**WORK TO BE COMPLETED**
Return every line of the listing that contains the string "reflection", with case counting.
▼
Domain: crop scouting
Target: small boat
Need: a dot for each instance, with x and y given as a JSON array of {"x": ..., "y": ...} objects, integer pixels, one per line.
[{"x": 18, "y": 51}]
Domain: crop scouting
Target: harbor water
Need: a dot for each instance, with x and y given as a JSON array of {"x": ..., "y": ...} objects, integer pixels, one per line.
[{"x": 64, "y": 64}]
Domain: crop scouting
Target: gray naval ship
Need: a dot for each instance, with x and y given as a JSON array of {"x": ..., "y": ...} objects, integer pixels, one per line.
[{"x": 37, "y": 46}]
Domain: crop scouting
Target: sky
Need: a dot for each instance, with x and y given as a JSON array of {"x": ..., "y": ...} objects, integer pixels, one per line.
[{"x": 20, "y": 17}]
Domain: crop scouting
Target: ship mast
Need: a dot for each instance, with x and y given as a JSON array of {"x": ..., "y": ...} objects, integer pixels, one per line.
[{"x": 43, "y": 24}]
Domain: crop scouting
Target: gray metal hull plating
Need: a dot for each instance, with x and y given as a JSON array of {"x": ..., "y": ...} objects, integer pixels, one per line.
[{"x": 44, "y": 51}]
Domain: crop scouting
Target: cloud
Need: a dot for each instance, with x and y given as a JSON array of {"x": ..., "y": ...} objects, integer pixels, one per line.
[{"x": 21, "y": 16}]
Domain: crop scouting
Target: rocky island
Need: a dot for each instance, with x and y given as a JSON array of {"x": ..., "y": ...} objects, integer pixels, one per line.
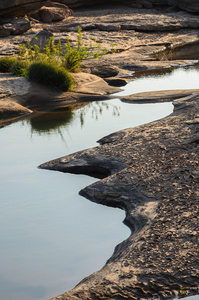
[{"x": 150, "y": 171}]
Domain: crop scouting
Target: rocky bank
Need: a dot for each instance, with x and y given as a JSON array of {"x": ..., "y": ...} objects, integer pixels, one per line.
[{"x": 150, "y": 171}]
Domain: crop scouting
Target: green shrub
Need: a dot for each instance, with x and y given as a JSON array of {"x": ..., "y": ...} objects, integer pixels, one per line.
[
  {"x": 6, "y": 63},
  {"x": 19, "y": 68},
  {"x": 51, "y": 75}
]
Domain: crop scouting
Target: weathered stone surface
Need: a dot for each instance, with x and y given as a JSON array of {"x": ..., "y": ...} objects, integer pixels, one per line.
[
  {"x": 19, "y": 8},
  {"x": 159, "y": 190},
  {"x": 9, "y": 108},
  {"x": 19, "y": 90},
  {"x": 14, "y": 26},
  {"x": 188, "y": 5},
  {"x": 157, "y": 96},
  {"x": 41, "y": 39},
  {"x": 54, "y": 12}
]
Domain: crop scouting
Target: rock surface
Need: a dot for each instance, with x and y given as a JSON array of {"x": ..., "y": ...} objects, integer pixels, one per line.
[
  {"x": 19, "y": 8},
  {"x": 152, "y": 169},
  {"x": 14, "y": 26},
  {"x": 153, "y": 175}
]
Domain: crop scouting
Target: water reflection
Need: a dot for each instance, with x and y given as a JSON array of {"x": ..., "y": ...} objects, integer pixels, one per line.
[
  {"x": 58, "y": 121},
  {"x": 51, "y": 121}
]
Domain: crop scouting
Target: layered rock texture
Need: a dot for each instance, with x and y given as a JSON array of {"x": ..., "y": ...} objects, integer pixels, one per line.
[
  {"x": 153, "y": 174},
  {"x": 19, "y": 8}
]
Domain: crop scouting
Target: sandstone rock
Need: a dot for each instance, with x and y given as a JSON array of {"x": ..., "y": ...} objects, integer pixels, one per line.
[
  {"x": 41, "y": 39},
  {"x": 159, "y": 192},
  {"x": 54, "y": 12},
  {"x": 19, "y": 8},
  {"x": 188, "y": 5},
  {"x": 14, "y": 26}
]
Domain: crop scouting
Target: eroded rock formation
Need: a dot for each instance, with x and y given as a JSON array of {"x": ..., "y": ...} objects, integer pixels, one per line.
[
  {"x": 19, "y": 8},
  {"x": 153, "y": 174}
]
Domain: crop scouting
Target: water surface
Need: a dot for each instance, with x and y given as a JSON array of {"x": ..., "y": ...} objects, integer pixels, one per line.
[{"x": 50, "y": 237}]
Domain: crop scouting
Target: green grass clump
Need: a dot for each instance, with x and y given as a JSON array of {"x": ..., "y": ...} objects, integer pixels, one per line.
[
  {"x": 19, "y": 69},
  {"x": 51, "y": 75},
  {"x": 6, "y": 63}
]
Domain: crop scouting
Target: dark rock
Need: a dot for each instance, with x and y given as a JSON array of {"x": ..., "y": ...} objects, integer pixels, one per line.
[
  {"x": 4, "y": 31},
  {"x": 108, "y": 27},
  {"x": 188, "y": 5},
  {"x": 10, "y": 108}
]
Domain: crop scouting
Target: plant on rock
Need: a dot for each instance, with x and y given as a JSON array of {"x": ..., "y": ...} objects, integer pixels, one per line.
[
  {"x": 6, "y": 63},
  {"x": 50, "y": 75}
]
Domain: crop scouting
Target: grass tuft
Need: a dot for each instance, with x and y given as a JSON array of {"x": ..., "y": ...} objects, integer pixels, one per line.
[
  {"x": 6, "y": 63},
  {"x": 51, "y": 75}
]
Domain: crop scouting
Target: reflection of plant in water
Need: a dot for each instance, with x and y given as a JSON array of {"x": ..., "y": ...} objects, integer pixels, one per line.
[
  {"x": 97, "y": 108},
  {"x": 46, "y": 123}
]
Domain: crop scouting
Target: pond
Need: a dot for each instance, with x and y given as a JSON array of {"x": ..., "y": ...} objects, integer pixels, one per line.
[{"x": 50, "y": 237}]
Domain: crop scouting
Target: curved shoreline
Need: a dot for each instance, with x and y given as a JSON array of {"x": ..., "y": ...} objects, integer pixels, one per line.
[
  {"x": 152, "y": 169},
  {"x": 159, "y": 191}
]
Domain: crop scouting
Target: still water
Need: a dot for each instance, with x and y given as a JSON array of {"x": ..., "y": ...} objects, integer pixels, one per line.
[{"x": 50, "y": 237}]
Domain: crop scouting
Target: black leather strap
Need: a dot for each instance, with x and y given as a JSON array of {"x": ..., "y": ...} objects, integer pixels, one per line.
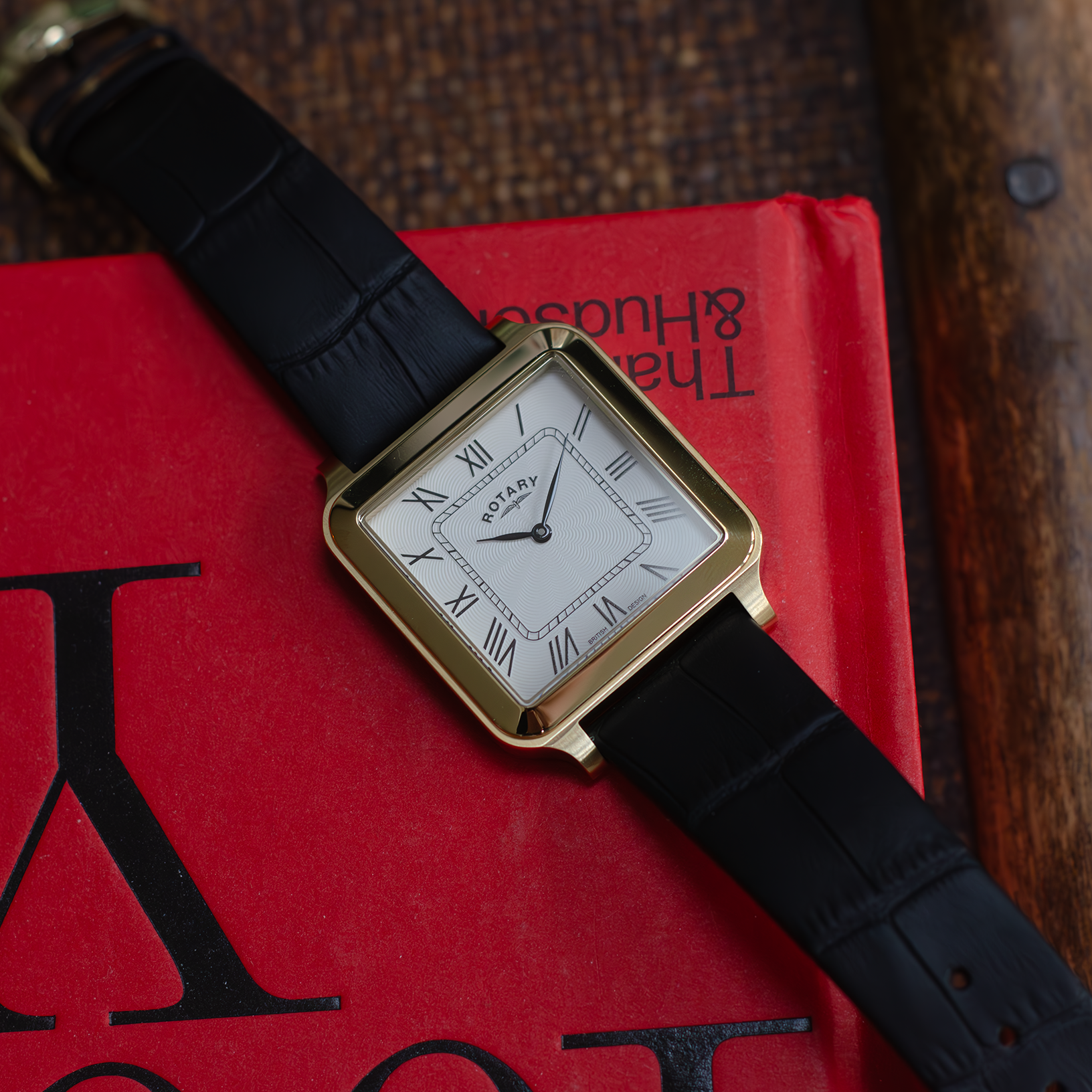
[
  {"x": 734, "y": 741},
  {"x": 362, "y": 335}
]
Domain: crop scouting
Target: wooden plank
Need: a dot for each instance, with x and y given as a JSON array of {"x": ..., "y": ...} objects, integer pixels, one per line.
[{"x": 988, "y": 110}]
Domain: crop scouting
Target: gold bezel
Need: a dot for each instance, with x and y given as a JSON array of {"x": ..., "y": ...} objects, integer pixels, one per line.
[{"x": 554, "y": 723}]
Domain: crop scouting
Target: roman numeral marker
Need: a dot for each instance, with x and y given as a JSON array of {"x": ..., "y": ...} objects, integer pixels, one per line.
[
  {"x": 459, "y": 600},
  {"x": 620, "y": 466},
  {"x": 661, "y": 509},
  {"x": 658, "y": 570},
  {"x": 610, "y": 608},
  {"x": 495, "y": 646},
  {"x": 472, "y": 454},
  {"x": 433, "y": 498},
  {"x": 427, "y": 556},
  {"x": 561, "y": 658},
  {"x": 582, "y": 418}
]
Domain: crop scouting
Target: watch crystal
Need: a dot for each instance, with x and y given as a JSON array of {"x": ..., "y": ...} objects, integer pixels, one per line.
[{"x": 542, "y": 531}]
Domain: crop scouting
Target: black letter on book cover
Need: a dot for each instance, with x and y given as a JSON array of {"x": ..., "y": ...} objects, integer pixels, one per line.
[
  {"x": 685, "y": 1054},
  {"x": 214, "y": 981},
  {"x": 152, "y": 1081},
  {"x": 504, "y": 1078}
]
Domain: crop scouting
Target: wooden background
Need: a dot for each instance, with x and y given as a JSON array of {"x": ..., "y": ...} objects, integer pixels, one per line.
[{"x": 459, "y": 112}]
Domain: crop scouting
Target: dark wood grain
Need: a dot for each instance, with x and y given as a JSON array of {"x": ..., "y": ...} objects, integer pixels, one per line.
[{"x": 1000, "y": 302}]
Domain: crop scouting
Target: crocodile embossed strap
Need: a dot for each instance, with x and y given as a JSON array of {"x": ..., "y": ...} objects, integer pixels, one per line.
[
  {"x": 364, "y": 338},
  {"x": 753, "y": 760}
]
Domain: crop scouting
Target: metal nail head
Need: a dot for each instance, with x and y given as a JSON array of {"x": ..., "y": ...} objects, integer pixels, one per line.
[{"x": 1032, "y": 183}]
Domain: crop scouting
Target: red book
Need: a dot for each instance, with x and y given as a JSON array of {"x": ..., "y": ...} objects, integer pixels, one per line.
[{"x": 354, "y": 834}]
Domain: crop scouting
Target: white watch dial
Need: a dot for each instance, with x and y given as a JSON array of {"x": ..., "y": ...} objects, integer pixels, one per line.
[{"x": 541, "y": 532}]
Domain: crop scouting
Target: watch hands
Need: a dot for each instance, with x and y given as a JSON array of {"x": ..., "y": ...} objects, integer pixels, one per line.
[
  {"x": 553, "y": 490},
  {"x": 509, "y": 539},
  {"x": 541, "y": 532}
]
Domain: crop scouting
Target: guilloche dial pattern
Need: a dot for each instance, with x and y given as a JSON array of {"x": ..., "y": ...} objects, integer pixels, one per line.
[{"x": 541, "y": 532}]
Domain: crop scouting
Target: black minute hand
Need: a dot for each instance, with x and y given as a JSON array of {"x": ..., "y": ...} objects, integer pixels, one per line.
[
  {"x": 509, "y": 539},
  {"x": 553, "y": 488}
]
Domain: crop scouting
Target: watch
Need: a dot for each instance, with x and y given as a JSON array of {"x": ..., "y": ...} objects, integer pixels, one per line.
[{"x": 571, "y": 567}]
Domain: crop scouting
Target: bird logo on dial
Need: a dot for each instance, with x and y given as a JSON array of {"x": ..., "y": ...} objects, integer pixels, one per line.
[{"x": 516, "y": 504}]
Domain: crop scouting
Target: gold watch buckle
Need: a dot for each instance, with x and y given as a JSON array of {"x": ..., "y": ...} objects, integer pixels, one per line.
[{"x": 38, "y": 57}]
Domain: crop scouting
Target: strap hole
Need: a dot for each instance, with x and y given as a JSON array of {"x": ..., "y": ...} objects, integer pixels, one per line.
[{"x": 959, "y": 979}]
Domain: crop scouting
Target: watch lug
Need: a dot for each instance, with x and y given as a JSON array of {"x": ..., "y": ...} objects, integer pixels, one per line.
[
  {"x": 748, "y": 590},
  {"x": 577, "y": 744},
  {"x": 338, "y": 476}
]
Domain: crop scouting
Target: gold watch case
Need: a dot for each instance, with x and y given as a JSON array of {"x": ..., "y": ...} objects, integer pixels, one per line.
[{"x": 554, "y": 723}]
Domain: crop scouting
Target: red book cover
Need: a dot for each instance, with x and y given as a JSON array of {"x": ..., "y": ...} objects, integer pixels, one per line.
[{"x": 436, "y": 910}]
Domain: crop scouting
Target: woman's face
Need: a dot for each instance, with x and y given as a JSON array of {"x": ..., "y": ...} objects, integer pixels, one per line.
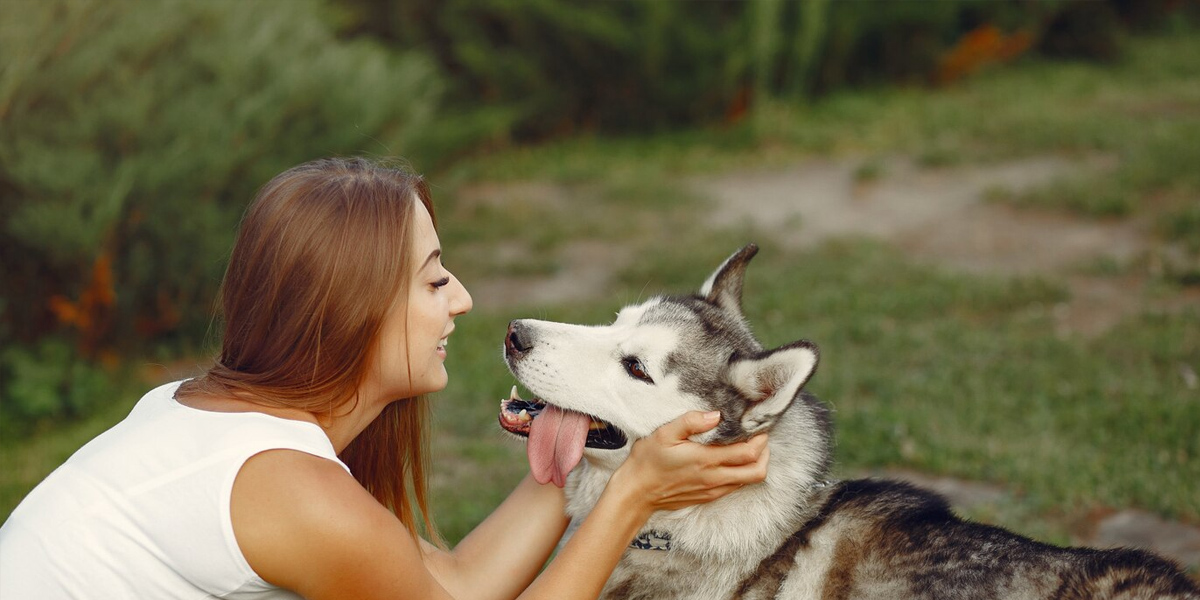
[{"x": 414, "y": 336}]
▲
**RESULT OF THE TASK**
Target: water reflection
Target: reflection of plant in water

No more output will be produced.